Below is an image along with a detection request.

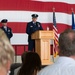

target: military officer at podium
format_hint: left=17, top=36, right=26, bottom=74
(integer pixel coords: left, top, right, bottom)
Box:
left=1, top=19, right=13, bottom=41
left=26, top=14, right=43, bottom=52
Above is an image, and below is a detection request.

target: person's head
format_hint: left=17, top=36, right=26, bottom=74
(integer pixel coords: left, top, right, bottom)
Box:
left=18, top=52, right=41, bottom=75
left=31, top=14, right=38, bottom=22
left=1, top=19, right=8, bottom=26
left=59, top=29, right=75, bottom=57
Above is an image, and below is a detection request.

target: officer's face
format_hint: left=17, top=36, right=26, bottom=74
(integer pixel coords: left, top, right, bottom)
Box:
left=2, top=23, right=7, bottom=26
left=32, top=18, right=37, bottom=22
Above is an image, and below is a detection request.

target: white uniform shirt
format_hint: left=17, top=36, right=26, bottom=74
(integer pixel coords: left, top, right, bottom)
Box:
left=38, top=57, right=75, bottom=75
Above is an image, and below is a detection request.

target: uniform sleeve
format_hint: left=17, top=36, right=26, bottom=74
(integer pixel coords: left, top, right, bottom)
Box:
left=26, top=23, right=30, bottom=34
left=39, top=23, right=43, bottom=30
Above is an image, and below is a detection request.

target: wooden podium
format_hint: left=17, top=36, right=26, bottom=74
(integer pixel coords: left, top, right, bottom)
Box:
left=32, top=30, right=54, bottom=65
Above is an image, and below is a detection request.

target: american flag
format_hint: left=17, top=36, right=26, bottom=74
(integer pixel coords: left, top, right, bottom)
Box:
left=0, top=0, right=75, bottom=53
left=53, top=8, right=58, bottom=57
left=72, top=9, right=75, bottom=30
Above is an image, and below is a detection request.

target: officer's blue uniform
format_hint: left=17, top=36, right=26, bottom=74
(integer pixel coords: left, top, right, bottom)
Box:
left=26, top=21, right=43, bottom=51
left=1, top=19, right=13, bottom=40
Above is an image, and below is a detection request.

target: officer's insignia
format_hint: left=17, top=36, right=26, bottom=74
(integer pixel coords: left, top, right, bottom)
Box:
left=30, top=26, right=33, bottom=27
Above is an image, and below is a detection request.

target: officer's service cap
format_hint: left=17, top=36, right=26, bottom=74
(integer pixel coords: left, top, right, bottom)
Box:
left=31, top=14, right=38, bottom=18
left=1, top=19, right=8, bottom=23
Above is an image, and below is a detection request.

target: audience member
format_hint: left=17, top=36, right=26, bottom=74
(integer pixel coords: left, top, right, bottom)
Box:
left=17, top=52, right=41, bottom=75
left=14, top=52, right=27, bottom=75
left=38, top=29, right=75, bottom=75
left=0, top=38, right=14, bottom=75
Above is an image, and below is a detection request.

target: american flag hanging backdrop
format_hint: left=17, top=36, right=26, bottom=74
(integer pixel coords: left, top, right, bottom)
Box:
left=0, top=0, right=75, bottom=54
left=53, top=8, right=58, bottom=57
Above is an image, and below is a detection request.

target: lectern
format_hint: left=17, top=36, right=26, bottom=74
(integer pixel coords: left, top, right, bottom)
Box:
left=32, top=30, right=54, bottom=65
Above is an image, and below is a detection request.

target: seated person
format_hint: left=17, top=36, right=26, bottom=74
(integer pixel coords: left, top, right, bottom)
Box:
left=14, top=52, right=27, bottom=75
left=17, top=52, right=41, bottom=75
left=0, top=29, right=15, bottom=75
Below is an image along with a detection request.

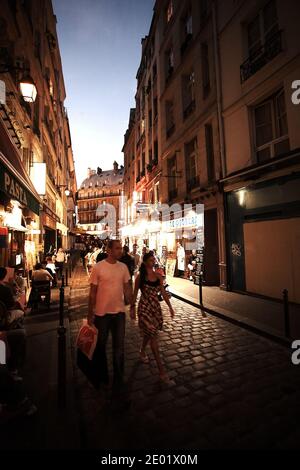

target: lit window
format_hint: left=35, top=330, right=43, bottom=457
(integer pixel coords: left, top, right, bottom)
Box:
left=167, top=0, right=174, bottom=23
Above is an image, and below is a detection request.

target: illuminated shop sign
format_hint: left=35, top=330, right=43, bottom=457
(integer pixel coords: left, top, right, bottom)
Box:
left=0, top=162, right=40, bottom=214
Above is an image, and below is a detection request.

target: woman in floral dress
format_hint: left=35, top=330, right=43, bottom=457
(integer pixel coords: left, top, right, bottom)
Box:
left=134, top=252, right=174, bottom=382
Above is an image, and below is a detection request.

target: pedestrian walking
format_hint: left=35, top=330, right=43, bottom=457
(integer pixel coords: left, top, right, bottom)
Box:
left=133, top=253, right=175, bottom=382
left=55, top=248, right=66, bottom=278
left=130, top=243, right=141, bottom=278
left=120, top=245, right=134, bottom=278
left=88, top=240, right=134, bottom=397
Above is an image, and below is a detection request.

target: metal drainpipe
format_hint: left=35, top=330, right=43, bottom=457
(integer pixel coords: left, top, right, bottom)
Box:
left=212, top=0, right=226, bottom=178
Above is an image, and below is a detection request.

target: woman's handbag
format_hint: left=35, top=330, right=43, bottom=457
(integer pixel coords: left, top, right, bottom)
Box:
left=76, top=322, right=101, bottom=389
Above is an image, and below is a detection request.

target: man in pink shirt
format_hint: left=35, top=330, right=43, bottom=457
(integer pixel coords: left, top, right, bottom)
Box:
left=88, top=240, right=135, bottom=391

··········

Exercise instructions. Please tally the lines in the listing above that contain the string "american", treating uppercase and lowercase as distinct, and give only the number.

The output. 2